▶ [COMPLETE THE FOLLOWING]:
• A. Summarize the passage on foundation models in two sentences.
• B. Recast the paragraph in the passage on foundation models that begins "The notion that ML will center" as a bulleted list.
• C. In the passage on foundation models, what earlier problem did the November paper's framing of homogeneity bring back to the writer's memory?

▶ [SOURCE TEXT]:

Power: intro to foundation models

One topic I haven’t discussed much in the newsletter, but probably should have hit on earlier, is the notion of “foundation models”—models that are powerful and designed to be tuned by others; i.e., to be a “foundation” that others build on.

The notion that ML will center around a handful of foundation models cuts in a few ways: on the one hand, it is very open(ish) in that it could enable more innovation by smaller, more independent parties; and on the other hand it makes those smaller parties very dependent on the quality (and failures) of that model—and makes those who train and license those models extremely powerful, in ways that traditional open has tended to want to counteract.

A few things brought this up this week.

  • Homogeneity is a challenge: This November paper provides a scholarly, but good, overview of some of the problems with foundation models. They frame it as homogeneity (“everyone gets the same outcomes”) but for me it brought back memories of log4j—everyone using the same “library” means everyone can be vulnerable to the same problems at the same time.

▶ [EXTRACTED RECORDS]:
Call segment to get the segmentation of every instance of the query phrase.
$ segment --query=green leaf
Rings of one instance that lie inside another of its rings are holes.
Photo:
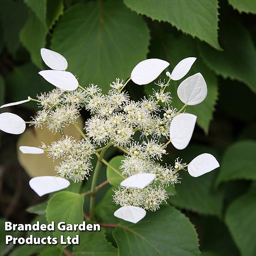
[[[123,155],[117,155],[113,157],[110,161],[109,164],[115,169],[119,171],[120,173],[122,173],[120,170],[120,166],[122,165],[122,160],[124,159],[125,157]],[[107,167],[107,179],[109,183],[114,187],[118,187],[120,183],[124,179],[109,166]]]
[[[61,235],[65,239],[68,236],[75,237],[78,231],[61,231],[57,228],[57,224],[60,221],[66,224],[75,224],[82,223],[84,196],[72,192],[63,191],[55,194],[48,201],[46,209],[46,218],[50,223],[55,223],[54,234],[60,241]],[[63,247],[65,247],[65,245]]]
[[[24,0],[42,24],[46,24],[47,0]]]
[[[32,62],[42,69],[40,49],[44,47],[47,30],[45,24],[30,11],[19,34],[20,41],[30,54]]]
[[[179,156],[188,163],[196,156],[203,153],[216,155],[210,148],[191,145]],[[217,174],[215,171],[201,176],[194,178],[184,171],[179,172],[181,183],[175,185],[176,194],[168,200],[171,204],[179,208],[194,211],[201,214],[221,215],[223,196],[214,189],[213,184]]]
[[[149,42],[142,18],[121,1],[110,0],[69,8],[55,28],[51,46],[67,59],[81,85],[96,83],[105,92],[110,82],[125,79],[146,58]]]
[[[37,205],[29,207],[26,210],[30,213],[38,215],[45,215],[47,201],[45,201]]]
[[[178,29],[197,37],[216,49],[218,42],[218,0],[124,0],[133,10],[152,19],[170,23]]]
[[[63,14],[64,9],[63,0],[47,1],[46,25],[50,29],[52,28],[59,16]]]
[[[79,245],[73,247],[74,255],[117,256],[117,249],[106,241],[102,228],[100,232],[82,232],[79,235]]]
[[[201,44],[201,55],[217,74],[242,82],[256,93],[256,49],[250,32],[233,18],[223,19],[219,40],[224,50]]]
[[[228,148],[220,165],[217,183],[236,179],[256,180],[256,142],[241,141]]]
[[[119,221],[114,215],[114,213],[119,206],[113,202],[113,187],[110,187],[94,209],[95,216],[100,222],[117,223]]]
[[[251,0],[229,0],[229,3],[234,9],[245,13],[256,14],[256,2]]]
[[[226,223],[243,256],[256,254],[256,197],[254,186],[229,205],[225,216]]]
[[[197,233],[189,219],[174,208],[147,212],[136,224],[122,222],[113,232],[120,255],[199,255]]]
[[[37,73],[38,69],[32,63],[28,63],[15,68],[6,77],[6,90],[9,100],[17,101],[26,100],[28,96],[35,98],[40,92],[48,91],[53,87]],[[38,106],[33,102],[22,106],[37,109]]]
[[[15,56],[20,45],[18,33],[27,19],[27,9],[22,0],[2,0],[0,14],[3,40],[8,51]]]
[[[160,32],[159,32],[161,33]],[[159,33],[157,34],[159,35]],[[213,118],[213,112],[215,110],[215,106],[217,99],[217,80],[214,73],[207,68],[199,56],[194,40],[187,36],[182,35],[176,37],[173,35],[160,33],[160,36],[154,37],[151,48],[150,57],[168,61],[171,63],[168,68],[170,72],[181,59],[187,57],[197,58],[187,76],[198,72],[201,73],[207,83],[207,96],[202,103],[195,106],[188,106],[186,108],[186,111],[197,116],[197,124],[206,133],[207,133],[210,122]],[[162,77],[166,78],[166,76]],[[178,87],[181,82],[181,80],[171,81],[170,85],[166,88],[166,91],[169,91],[172,93],[172,105],[178,110],[180,109],[183,105],[177,93]],[[157,86],[153,86],[155,89],[159,89]],[[151,86],[146,86],[145,88],[148,95],[152,95]]]

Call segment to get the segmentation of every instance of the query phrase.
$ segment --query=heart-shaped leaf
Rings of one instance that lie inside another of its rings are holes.
[[[68,62],[61,54],[46,48],[41,49],[41,56],[45,63],[52,69],[65,70]]]
[[[68,180],[54,176],[37,177],[29,181],[30,187],[39,197],[66,188],[70,184]]]
[[[189,163],[187,171],[192,177],[199,177],[219,167],[216,158],[207,153],[201,154]]]
[[[201,103],[207,94],[206,83],[201,73],[197,73],[183,81],[178,87],[179,99],[187,105]]]
[[[146,211],[144,209],[131,206],[123,206],[114,213],[114,216],[117,218],[133,223],[139,222],[146,216]]]
[[[12,134],[20,134],[26,129],[25,121],[15,114],[0,114],[0,130]]]
[[[68,71],[42,70],[38,73],[51,84],[66,91],[73,91],[78,86],[77,78]]]
[[[197,121],[197,116],[182,113],[172,120],[170,125],[170,140],[177,149],[184,149],[189,143]]]
[[[147,84],[154,81],[170,64],[159,59],[149,59],[141,61],[133,69],[131,78],[139,85]]]
[[[142,189],[150,184],[155,178],[154,174],[138,174],[123,181],[120,185],[128,187],[137,187]]]

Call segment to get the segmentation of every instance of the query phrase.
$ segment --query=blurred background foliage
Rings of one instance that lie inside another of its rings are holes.
[[[187,76],[201,73],[208,94],[202,103],[186,109],[198,116],[190,145],[182,151],[169,147],[164,160],[173,164],[180,156],[189,162],[207,152],[216,156],[221,167],[197,178],[182,173],[182,182],[170,191],[168,203],[185,214],[195,226],[202,256],[256,255],[256,1],[0,0],[0,105],[28,96],[35,98],[41,92],[51,90],[52,87],[37,74],[46,69],[40,54],[42,47],[64,56],[68,70],[77,75],[81,85],[96,83],[105,92],[116,77],[127,79],[134,66],[147,58],[168,61],[171,64],[168,70],[171,71],[181,59],[197,57]],[[177,95],[178,84],[172,81],[168,87],[173,105],[178,109],[182,106]],[[151,93],[155,86],[130,82],[127,89],[137,100]],[[36,109],[36,104],[29,102],[5,111],[28,120]],[[83,113],[83,118],[87,114]],[[72,131],[64,133],[73,134]],[[0,135],[2,217],[16,223],[27,223],[36,214],[38,216],[32,221],[46,222],[47,197],[39,198],[29,188],[28,181],[29,176],[41,175],[44,169],[45,174],[54,173],[53,165],[37,156],[22,159],[16,149],[21,142],[36,146],[52,138],[47,131],[34,130],[27,130],[19,137]],[[110,151],[107,158],[118,154]],[[105,172],[101,173],[99,183],[106,179]],[[69,189],[86,191],[89,183],[90,180],[72,184]],[[116,222],[112,217],[116,206],[111,202],[112,189],[107,192],[107,189],[104,187],[97,195],[98,202],[104,198],[96,207],[96,215],[101,222]],[[39,203],[41,203],[26,210]],[[154,220],[165,219],[168,209],[164,207],[149,214],[154,229],[165,232],[165,225]],[[175,211],[172,211],[174,218],[178,214]],[[188,232],[185,224],[187,219],[182,220],[182,218],[174,229],[184,237]],[[12,255],[60,253],[52,247],[5,246],[2,238],[4,219],[0,222],[0,254],[11,251]],[[111,231],[111,228],[106,229],[106,239],[114,247],[119,245],[120,255],[133,255],[128,245],[119,243],[124,235],[122,231],[115,230],[114,237]],[[91,235],[83,234],[83,239],[91,241]],[[105,242],[104,236],[97,235],[97,246],[103,246],[100,243]],[[182,239],[178,239],[176,244],[185,242]],[[165,246],[160,241],[155,242]],[[75,252],[89,250],[83,246]],[[117,255],[116,249],[109,244],[104,246],[108,255]],[[168,248],[164,250],[164,255],[169,255]],[[98,255],[102,251],[95,252]],[[196,255],[198,251],[192,246],[186,252],[179,253],[177,255]]]

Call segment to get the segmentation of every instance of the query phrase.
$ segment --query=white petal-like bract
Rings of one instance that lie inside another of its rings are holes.
[[[0,114],[0,130],[12,134],[20,134],[26,129],[25,121],[18,115],[11,113]]]
[[[170,125],[170,140],[177,149],[184,149],[188,144],[196,124],[197,116],[182,113],[176,115]]]
[[[11,103],[7,103],[7,104],[5,104],[2,105],[0,107],[0,109],[2,108],[5,108],[6,107],[10,107],[11,106],[14,106],[15,105],[19,105],[19,104],[22,104],[23,103],[25,103],[26,102],[28,102],[30,101],[30,97],[28,97],[27,100],[24,100],[23,101],[16,101],[16,102],[12,102]]]
[[[146,213],[144,209],[137,206],[127,206],[117,210],[114,213],[114,215],[117,218],[126,221],[137,223],[146,216]]]
[[[138,174],[123,180],[120,185],[127,187],[137,187],[142,189],[150,184],[155,178],[154,174]]]
[[[58,52],[48,49],[41,48],[41,56],[45,63],[52,69],[65,70],[68,68],[67,60]]]
[[[137,84],[147,84],[156,78],[170,64],[159,59],[149,59],[135,66],[131,74],[133,81]]]
[[[194,57],[189,57],[181,60],[174,67],[172,73],[172,80],[177,81],[184,77],[189,71],[192,65],[197,59]]]
[[[21,146],[19,149],[23,154],[43,154],[45,152],[41,148],[35,146]]]
[[[166,76],[167,77],[168,77],[169,78],[170,78],[171,77],[171,74],[170,74],[170,72],[169,72],[169,71],[167,71],[166,73],[165,74],[166,75]]]
[[[187,171],[192,176],[198,177],[219,167],[216,158],[208,153],[199,155],[194,158],[187,166]]]
[[[78,86],[75,76],[68,71],[42,70],[38,73],[50,83],[66,91],[73,91]]]
[[[197,73],[186,78],[178,87],[179,99],[187,105],[201,103],[207,94],[206,83],[201,73]]]
[[[37,177],[29,181],[30,187],[39,197],[66,188],[70,184],[68,180],[54,176]]]

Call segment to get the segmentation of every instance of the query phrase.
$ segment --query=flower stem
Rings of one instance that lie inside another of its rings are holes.
[[[107,149],[112,145],[112,143],[110,142],[106,145],[105,148],[102,150],[101,152],[101,154],[98,157],[98,160],[96,164],[96,166],[93,172],[93,176],[92,176],[92,180],[91,181],[91,197],[90,198],[90,211],[89,218],[91,220],[93,219],[93,209],[94,208],[94,204],[95,203],[95,194],[96,192],[96,185],[97,184],[97,178],[99,175],[99,172],[101,169],[101,160],[105,154],[105,152]]]
[[[75,128],[79,132],[79,133],[82,135],[82,137],[85,139],[87,140],[86,137],[84,133],[81,131],[81,129],[78,127],[78,126],[75,123],[73,123],[73,125],[75,127]]]
[[[113,167],[111,165],[110,165],[108,162],[107,162],[105,160],[102,159],[101,160],[101,162],[105,164],[106,165],[111,168],[115,173],[117,174],[120,177],[121,177],[123,179],[126,179],[126,177],[123,175],[120,172],[118,171],[115,168]]]

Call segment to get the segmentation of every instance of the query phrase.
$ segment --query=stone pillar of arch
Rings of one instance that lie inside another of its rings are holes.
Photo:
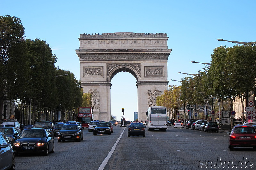
[[[79,38],[80,78],[84,93],[92,94],[94,119],[110,119],[112,78],[121,71],[132,74],[138,87],[138,120],[156,106],[167,90],[168,49],[166,34],[114,33],[83,34]]]

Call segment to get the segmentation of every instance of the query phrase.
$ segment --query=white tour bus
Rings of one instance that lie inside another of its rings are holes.
[[[154,129],[165,131],[167,129],[167,117],[165,106],[152,106],[148,109],[147,116],[147,128],[151,131]]]

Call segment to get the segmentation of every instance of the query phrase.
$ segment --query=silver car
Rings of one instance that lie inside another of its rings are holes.
[[[15,156],[12,146],[8,137],[0,132],[0,168],[1,169],[15,169]]]

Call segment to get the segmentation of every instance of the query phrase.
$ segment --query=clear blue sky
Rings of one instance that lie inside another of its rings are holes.
[[[213,49],[231,43],[256,41],[254,0],[0,1],[0,15],[20,18],[27,38],[46,41],[58,57],[56,65],[74,73],[80,79],[78,38],[116,32],[164,33],[169,37],[168,80],[181,80],[209,63]],[[137,111],[136,80],[122,72],[113,78],[111,113],[126,119]],[[180,83],[170,81],[170,85]]]

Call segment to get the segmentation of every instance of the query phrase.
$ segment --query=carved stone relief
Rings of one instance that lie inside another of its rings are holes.
[[[84,67],[84,77],[102,76],[103,67]]]
[[[145,76],[164,76],[164,67],[145,66]]]
[[[91,100],[92,102],[92,107],[94,110],[99,110],[100,104],[100,95],[99,94],[99,91],[96,89],[91,89],[87,92],[92,94]]]
[[[147,104],[148,107],[156,106],[156,98],[160,95],[161,93],[162,92],[157,89],[156,87],[152,90],[148,90],[147,94],[148,95],[148,97]]]

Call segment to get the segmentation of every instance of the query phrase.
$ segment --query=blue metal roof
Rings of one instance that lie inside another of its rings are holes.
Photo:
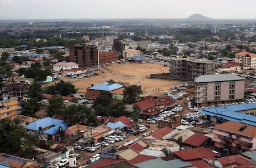
[[[111,128],[112,129],[115,129],[115,128],[122,129],[127,125],[119,121],[116,123],[108,123],[106,126]]]
[[[39,128],[40,127],[42,128],[44,128],[52,125],[59,125],[64,123],[64,121],[63,120],[47,117],[35,121],[33,123],[26,125],[24,128],[30,130],[39,131]]]
[[[200,112],[228,120],[256,126],[256,116],[239,112],[256,108],[256,103],[228,106],[204,109]]]
[[[64,131],[65,129],[68,128],[68,123],[67,123],[60,124],[43,132],[43,133],[48,135],[53,135],[57,133],[59,131],[59,127],[62,127],[62,129]]]
[[[102,91],[112,91],[117,89],[122,88],[123,86],[115,83],[104,82],[100,85],[97,85],[89,88],[91,90],[98,90]]]

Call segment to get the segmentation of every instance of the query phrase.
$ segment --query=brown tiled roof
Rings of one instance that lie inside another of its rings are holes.
[[[209,140],[209,137],[205,136],[200,133],[196,133],[184,141],[183,143],[198,147]]]
[[[242,131],[240,131],[240,129],[243,126],[246,126],[247,127],[246,127]],[[231,121],[229,121],[215,126],[214,128],[249,137],[254,137],[256,136],[256,127],[250,125],[245,125],[245,124]]]
[[[177,156],[184,161],[189,161],[202,158],[218,156],[217,153],[215,153],[210,149],[204,147],[198,147],[196,148],[181,150],[174,152],[174,154]]]

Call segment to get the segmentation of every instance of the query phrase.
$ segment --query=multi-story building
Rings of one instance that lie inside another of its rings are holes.
[[[115,51],[100,52],[96,45],[85,43],[82,45],[72,45],[69,48],[70,61],[81,67],[97,67],[101,64],[118,59]]]
[[[144,40],[139,41],[138,41],[137,46],[141,47],[142,49],[148,49],[148,45],[151,44],[152,44],[151,41],[144,41]]]
[[[18,114],[18,98],[1,98],[0,120],[6,119]]]
[[[5,86],[3,91],[5,95],[21,98],[28,96],[30,85],[15,83]]]
[[[256,68],[256,54],[247,52],[235,54],[235,61],[241,64],[243,69]]]
[[[139,56],[141,55],[139,50],[135,49],[127,49],[123,51],[123,58],[127,58],[130,57]]]
[[[118,51],[119,53],[122,53],[123,50],[123,47],[121,40],[117,39],[114,39],[112,49],[113,50]]]
[[[232,74],[201,75],[195,78],[197,107],[235,102],[243,99],[245,79]]]
[[[170,75],[177,79],[194,80],[202,75],[214,74],[213,61],[193,58],[172,58],[170,62]]]
[[[229,121],[214,127],[212,141],[219,148],[237,148],[240,150],[256,149],[256,127]]]

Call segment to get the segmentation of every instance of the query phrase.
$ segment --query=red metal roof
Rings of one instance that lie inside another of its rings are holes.
[[[205,147],[198,147],[174,152],[174,154],[184,161],[199,159],[208,157],[217,157],[218,154]]]
[[[170,133],[172,131],[172,129],[169,127],[165,127],[161,128],[159,128],[155,131],[154,132],[150,133],[148,135],[146,136],[145,138],[147,137],[153,137],[156,140],[160,140],[165,136],[167,134]]]
[[[140,162],[146,161],[150,159],[154,159],[155,157],[151,156],[146,156],[143,154],[139,154],[133,159],[129,161],[128,162],[132,164],[137,164]]]
[[[208,162],[203,161],[201,159],[196,159],[195,161],[189,161],[189,163],[194,165],[196,167],[208,167],[208,168],[214,168],[214,166],[208,163]]]
[[[134,143],[129,146],[129,148],[133,149],[135,152],[139,153],[145,148],[138,143]]]
[[[184,141],[183,143],[198,147],[204,143],[210,137],[207,137],[200,133],[196,133]]]

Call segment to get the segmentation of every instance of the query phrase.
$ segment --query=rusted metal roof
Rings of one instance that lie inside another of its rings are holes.
[[[217,157],[218,154],[205,147],[198,147],[174,152],[174,154],[184,161],[208,157]]]

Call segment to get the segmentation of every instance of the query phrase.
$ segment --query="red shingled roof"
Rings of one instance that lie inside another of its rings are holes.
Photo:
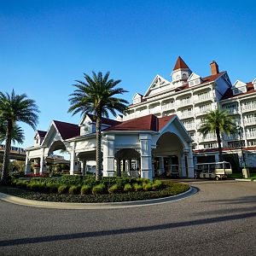
[[[219,78],[220,76],[222,76],[225,72],[220,72],[218,73],[218,74],[216,75],[211,75],[211,76],[208,76],[208,77],[205,77],[205,78],[201,78],[202,79],[202,83],[198,84],[198,85],[201,85],[201,84],[204,84],[206,83],[209,83],[209,82],[213,82],[215,81],[218,78]],[[179,86],[179,87],[177,87],[175,89],[175,91],[179,91],[179,90],[185,90],[185,89],[188,89],[189,88],[189,84],[185,84],[182,86]]]
[[[177,57],[177,59],[176,61],[176,64],[173,67],[173,70],[177,70],[179,68],[189,68],[189,69],[188,65],[184,62],[184,61],[180,56]]]
[[[79,136],[80,128],[78,125],[54,120],[63,140]]]
[[[246,92],[241,92],[239,94],[233,94],[233,90],[231,88],[229,88],[226,92],[222,96],[221,100],[226,100],[229,98],[236,97],[236,96],[243,96],[246,94],[256,92],[256,90],[253,87],[253,84],[252,82],[247,83],[247,91]]]
[[[44,137],[45,135],[46,135],[46,133],[47,133],[47,131],[38,130],[38,133],[39,134],[40,137]]]
[[[154,131],[161,130],[173,117],[173,115],[157,118],[154,114],[143,116],[137,119],[124,121],[119,125],[112,126],[107,131]]]
[[[86,113],[90,119],[96,122],[96,116],[93,115],[93,114],[90,114],[90,113]],[[113,120],[113,119],[106,119],[106,118],[102,118],[102,123],[103,125],[109,125],[109,126],[113,126],[113,125],[119,125],[120,124],[121,122],[119,121],[117,121],[117,120]]]

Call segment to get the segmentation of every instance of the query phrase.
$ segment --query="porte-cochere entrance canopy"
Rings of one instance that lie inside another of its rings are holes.
[[[154,114],[127,121],[102,119],[102,173],[105,177],[156,175],[194,177],[192,139],[177,115]],[[87,114],[79,125],[53,121],[48,131],[38,131],[33,147],[26,148],[26,172],[31,160],[40,163],[56,149],[70,154],[70,174],[84,173],[86,162],[96,160],[96,119]]]

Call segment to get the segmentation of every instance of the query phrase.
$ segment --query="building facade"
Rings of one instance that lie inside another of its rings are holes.
[[[192,139],[177,115],[154,114],[126,121],[102,119],[102,173],[104,177],[158,175],[194,177]],[[38,131],[34,145],[26,148],[26,173],[33,163],[36,173],[48,172],[53,153],[70,154],[70,174],[84,174],[96,160],[96,120],[85,115],[79,125],[54,120],[47,131]]]
[[[177,114],[193,139],[195,161],[218,161],[215,134],[203,137],[198,129],[205,115],[217,108],[234,116],[240,133],[222,135],[225,158],[236,165],[256,167],[256,79],[249,83],[231,84],[226,71],[219,72],[216,61],[210,64],[211,74],[201,77],[178,57],[171,80],[156,75],[144,95],[137,92],[125,120],[154,114]]]

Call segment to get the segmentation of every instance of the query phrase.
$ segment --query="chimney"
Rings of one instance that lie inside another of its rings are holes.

▶ [EXPECTED RESULTS]:
• A. Foundation models are powerful models designed to be tuned by others, serving as a foundation that others build on. Centering ML on a handful of them could enable more innovation by smaller, more independent parties, but it also makes those parties dependent on the model's quality and failures and makes those who train and license the models extremely powerful.

• B.
ML centering around a handful of foundation models cuts in a few ways:
- It is very open(ish) and could enable more innovation by smaller, more independent parties.
- It makes those smaller parties very dependent on the quality and failures of the model.
- It makes those who train and license the models extremely powerful, in ways that traditional open has tended to want to counteract.

• C. It brought back memories of log4j.